Every entry that follows needs to be repeated exactly.

START INPUT FOR THIS TASK

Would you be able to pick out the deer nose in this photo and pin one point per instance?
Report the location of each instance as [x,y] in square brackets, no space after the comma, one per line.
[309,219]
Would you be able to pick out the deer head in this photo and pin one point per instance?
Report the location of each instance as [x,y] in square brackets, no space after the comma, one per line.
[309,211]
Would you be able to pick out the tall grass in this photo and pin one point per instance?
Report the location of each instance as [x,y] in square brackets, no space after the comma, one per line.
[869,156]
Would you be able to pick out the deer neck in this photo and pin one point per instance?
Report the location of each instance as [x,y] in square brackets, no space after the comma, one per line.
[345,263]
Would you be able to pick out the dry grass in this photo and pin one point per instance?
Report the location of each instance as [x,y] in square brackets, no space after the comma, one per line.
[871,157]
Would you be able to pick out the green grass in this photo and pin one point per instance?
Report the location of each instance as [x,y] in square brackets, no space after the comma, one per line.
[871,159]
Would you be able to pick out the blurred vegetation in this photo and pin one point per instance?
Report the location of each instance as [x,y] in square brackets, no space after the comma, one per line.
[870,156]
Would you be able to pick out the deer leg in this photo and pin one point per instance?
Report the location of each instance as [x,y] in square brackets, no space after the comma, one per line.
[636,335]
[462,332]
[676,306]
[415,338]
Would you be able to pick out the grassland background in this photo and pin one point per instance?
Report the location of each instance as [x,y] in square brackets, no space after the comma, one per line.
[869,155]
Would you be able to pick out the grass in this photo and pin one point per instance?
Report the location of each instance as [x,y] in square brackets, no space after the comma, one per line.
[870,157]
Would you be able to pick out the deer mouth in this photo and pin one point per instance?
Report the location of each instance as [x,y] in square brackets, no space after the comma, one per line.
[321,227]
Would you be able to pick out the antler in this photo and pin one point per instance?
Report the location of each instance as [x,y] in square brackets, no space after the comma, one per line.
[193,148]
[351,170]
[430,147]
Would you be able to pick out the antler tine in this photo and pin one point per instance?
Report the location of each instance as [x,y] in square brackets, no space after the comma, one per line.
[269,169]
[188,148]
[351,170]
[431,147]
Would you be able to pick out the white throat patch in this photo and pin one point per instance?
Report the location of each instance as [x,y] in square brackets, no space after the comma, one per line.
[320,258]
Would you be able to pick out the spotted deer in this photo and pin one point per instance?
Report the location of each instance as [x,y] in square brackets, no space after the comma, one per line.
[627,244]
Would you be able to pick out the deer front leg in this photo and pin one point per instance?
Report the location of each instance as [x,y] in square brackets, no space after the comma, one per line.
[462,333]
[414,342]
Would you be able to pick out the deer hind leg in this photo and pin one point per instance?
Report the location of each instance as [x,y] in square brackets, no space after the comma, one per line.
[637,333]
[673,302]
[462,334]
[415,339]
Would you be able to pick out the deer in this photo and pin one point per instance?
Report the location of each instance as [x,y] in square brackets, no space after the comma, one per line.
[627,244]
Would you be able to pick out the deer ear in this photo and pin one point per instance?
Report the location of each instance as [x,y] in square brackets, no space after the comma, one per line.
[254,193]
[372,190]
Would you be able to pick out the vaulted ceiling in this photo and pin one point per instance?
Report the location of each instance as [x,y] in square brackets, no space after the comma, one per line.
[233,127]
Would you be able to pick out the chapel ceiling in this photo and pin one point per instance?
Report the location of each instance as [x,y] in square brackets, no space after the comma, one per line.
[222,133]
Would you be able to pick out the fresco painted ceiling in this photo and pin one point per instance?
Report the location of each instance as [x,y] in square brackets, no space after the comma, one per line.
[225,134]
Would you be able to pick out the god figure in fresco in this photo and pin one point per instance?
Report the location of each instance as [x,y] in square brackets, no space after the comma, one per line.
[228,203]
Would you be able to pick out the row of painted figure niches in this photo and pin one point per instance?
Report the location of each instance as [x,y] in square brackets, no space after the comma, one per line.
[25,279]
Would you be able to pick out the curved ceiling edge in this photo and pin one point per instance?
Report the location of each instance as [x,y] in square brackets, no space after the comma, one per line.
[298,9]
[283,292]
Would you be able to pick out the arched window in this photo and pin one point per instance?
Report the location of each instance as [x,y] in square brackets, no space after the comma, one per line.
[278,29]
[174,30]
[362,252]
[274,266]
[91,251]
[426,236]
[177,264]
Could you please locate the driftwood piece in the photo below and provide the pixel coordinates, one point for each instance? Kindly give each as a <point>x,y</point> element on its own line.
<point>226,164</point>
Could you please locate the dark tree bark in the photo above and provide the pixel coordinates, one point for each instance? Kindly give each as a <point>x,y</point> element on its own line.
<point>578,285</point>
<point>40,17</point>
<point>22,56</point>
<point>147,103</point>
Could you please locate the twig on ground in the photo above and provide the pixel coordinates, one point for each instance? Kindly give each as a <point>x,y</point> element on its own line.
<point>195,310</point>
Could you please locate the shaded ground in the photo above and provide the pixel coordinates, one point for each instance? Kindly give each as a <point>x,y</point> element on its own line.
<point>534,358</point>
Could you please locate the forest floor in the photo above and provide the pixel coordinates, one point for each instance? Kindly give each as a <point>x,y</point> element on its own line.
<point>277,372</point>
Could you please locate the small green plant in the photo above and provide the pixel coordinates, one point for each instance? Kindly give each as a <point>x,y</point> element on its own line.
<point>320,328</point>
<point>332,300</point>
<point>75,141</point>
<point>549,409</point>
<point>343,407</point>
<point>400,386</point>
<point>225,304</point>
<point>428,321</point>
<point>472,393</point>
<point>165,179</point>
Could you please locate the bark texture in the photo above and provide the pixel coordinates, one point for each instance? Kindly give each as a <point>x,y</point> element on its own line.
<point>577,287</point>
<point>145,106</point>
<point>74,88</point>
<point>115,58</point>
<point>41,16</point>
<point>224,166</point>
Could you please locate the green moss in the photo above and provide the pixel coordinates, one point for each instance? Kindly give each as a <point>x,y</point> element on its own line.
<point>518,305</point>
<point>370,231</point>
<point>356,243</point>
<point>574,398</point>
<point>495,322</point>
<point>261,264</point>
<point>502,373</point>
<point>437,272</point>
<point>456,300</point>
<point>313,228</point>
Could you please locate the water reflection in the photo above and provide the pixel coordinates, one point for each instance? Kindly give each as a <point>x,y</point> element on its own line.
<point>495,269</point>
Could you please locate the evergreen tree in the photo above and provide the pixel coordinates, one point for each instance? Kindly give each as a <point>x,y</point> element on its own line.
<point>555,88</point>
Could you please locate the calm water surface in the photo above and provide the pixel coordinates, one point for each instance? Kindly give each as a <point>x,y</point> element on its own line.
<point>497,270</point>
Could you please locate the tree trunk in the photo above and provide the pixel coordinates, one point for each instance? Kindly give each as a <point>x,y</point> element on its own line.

END INPUT FOR THIS TASK

ANSWER TO THE EXERCISE:
Would you be able to pick out the deer nose in this photo and pin one point per instance?
Report the location of each instance as [x,y] in square brackets, no space after the comma, one per line.
[309,219]
Would you be able to pick out the deer head in this photo and pin one point per instance?
Report the location of each instance as [x,y] in square brackets, no space after the comma, one per line.
[309,211]
Would you be able to pick out the tall grass in this photo and pin one point per instance?
Report the location of each instance as [x,y] in square brackets, no space after the comma, one per line.
[869,156]
Would you be able to pick out the deer neck in this photo and pin one point per instance?
Report the location of each instance as [x,y] in square brackets, no space after the comma, one per line.
[345,263]
Would you be able to pick out the dry grass in this photo and pin one point per instance?
Report the location of each instance as [x,y] in square brackets, no space after the comma, one per line.
[871,157]
Would you be able to pick out the green grass in this photo and pin one point per instance?
Report the location of each instance as [x,y] in square brackets, no space after the comma, one per line.
[871,159]
Would you be able to pick out the blurred vegetation in this photo and pin one point per instance?
Report the location of each instance as [x,y] in square brackets, no space after the comma, one per line.
[870,156]
Would you be able to pick out the deer leg in this photo and pin one point per instance?
Report the location of each instance as [x,y] in square brackets, no space after the comma, one per line.
[636,335]
[462,332]
[676,306]
[415,338]
Would you be able to pick out the grassland background in this photo and pin one point per instance?
Report the location of each instance as [x,y] in square brackets, no space after the comma, one per line.
[869,155]
Would you be able to pick out the grass in this photo and pin one point per instance?
Report the location of each instance as [x,y] in square brackets, no space after the comma, one per line.
[870,157]
Would you be able to pick out the deer mouth in this photo and pin one point per instance?
Report the location of each instance as [x,y] in square brackets, no space after the comma, one per line.
[321,227]
Would you be able to pick out the antler in this photo and pin one point per instance?
Report the location of each instance as [x,y] in square brackets, no space after the comma, one per line.
[193,148]
[351,170]
[430,147]
Would you be able to pick out the antler tine in this photo and pin one point per instance?
Report the location of each instance as [x,y] in square brackets, no space after the comma, one per line.
[269,169]
[188,148]
[351,170]
[431,147]
Would you be able to pick out the white throat patch in this photo and pin one point per instance?
Report the location of each instance as [x,y] in square brackets, no space after the comma, one per line.
[320,258]
Would you be able to pick out the spotted deer in this photo and pin one point per instance?
Report the location of each instance as [x,y] in square brackets, no space after the comma, one per line.
[627,244]
Would you be able to pick out the deer front leg in this photo and pin one point per instance?
Report the location of each instance as [x,y] in square brackets, no space after the comma, one per line.
[462,333]
[414,342]
Would you be able to pick out the deer hind leg in this photo and pin one point per instance?
Report the location of each instance as [x,y] in square brackets, no space after the comma, one per line.
[637,333]
[673,302]
[462,334]
[415,339]
Would you be able to pick out the deer in this photo and pin one point per instance?
Report the location of each instance as [x,y] in square brackets, no space after the comma, one per line.
[627,244]
Would you be able to pick out the deer ear in this photo and pin one point per instance?
Report the location of each instance as [x,y] in square brackets, no space after the comma, one per line.
[254,193]
[372,190]
Would you be able to pick out the vaulted ceiling in this photo and pin one point per instance?
Report the location of each instance as [x,y] in square brackets, no space after the comma, one per line.
[233,127]
Would you be able to pick out the chapel ceiling in this photo and pin one point per instance?
Report the location of each instance as [x,y] in square brackets, no space after the comma, one per line.
[222,133]
Would you be able to pick out the fresco painted ceiling in this photo and pin one point per instance?
Report the location of each instance as [x,y] in square brackets, no space after the comma, one per line.
[225,134]
Would you be able to pick out the god figure in fresco in this photo and pin one point per instance?
Report the location of each instance as [x,y] in square brackets, no space after the comma, one per line.
[228,203]
Would you be able to pick out the row of painted figure niches in this photo and pin one point per instance?
Report the location of each instance as [x,y] in square brackets, no space after the comma, one per line.
[25,279]
Would you be able to pick out the curved ceiling edge in this photo and pin one point per instance?
Report the location of each instance as [x,y] in square brackets, no space after the comma, one per line.
[298,9]
[283,292]
Would you be able to pick out the arched window in this photo and pin one point per instance?
Report the location of each instance as [x,y] in square brackets, no space after the comma, one per line.
[278,29]
[174,30]
[362,252]
[274,266]
[91,251]
[426,236]
[177,264]
Could you please locate the driftwood piece in the photo below and provide the pixel coordinates, one point for each instance? Kindly give each as a <point>x,y</point> element on its own line.
<point>226,164</point>
Could you please locate the dark tree bark in the photo above and provide the pixel coordinates, one point for each instance? Kindly give each as a <point>x,y</point> element on its own line.
<point>578,285</point>
<point>40,17</point>
<point>22,56</point>
<point>147,103</point>
Could you please locate the twig on ground in the photo above and provide the pixel coordinates, one point for each instance? Kindly give each as a <point>x,y</point> element on its own line.
<point>195,310</point>
Could you please locate the shaded ground in the photo above and provide the pixel coordinates, one point for each instance? Kindly give each as a <point>x,y</point> element on its own line.
<point>534,358</point>
Could you please locate the forest floor in the photo above and provide the pixel coordinates, one point for each instance? Kindly give each as a <point>x,y</point> element on its own line.
<point>277,372</point>
Could you please locate the small green plant in the photo above and provide the pixel coordinates, one point for each instance? Kindly give each as a <point>x,y</point> element on its own line.
<point>320,328</point>
<point>332,300</point>
<point>75,141</point>
<point>549,409</point>
<point>343,407</point>
<point>400,386</point>
<point>225,304</point>
<point>428,321</point>
<point>472,393</point>
<point>165,179</point>
Could you please locate the bark texture in the photo above and provide the pixel coordinates, one point for each instance? Kindly give each as a <point>x,y</point> element on its own line.
<point>577,287</point>
<point>145,106</point>
<point>74,88</point>
<point>115,58</point>
<point>41,16</point>
<point>224,166</point>
Could you please locate the green moss in the photo above and provide the pixel coordinates, one point for each instance? Kindly give each as a <point>x,y</point> element on its own line.
<point>518,305</point>
<point>370,231</point>
<point>356,243</point>
<point>574,398</point>
<point>495,322</point>
<point>261,264</point>
<point>502,373</point>
<point>437,272</point>
<point>456,300</point>
<point>313,228</point>
Could you please locate the water reflection in the photo above and provide the pixel coordinates, one point for each instance? Kindly give each as a <point>x,y</point> element on its own line.
<point>495,269</point>
Could you please locate the evergreen tree in the photo above and provide the pixel coordinates, one point for each instance? Kindly give each as a <point>x,y</point> element on its own line.
<point>555,88</point>
Could you please locate the calm water surface in the photo above and provide the pixel coordinates, one point for each instance? Kindly give each as a <point>x,y</point> element on its own line.
<point>497,270</point>
Could you please locate the tree trunk in the photo above and provide the pixel coordinates, one point for each instance? Kindly give each as a <point>x,y</point> element on its own line.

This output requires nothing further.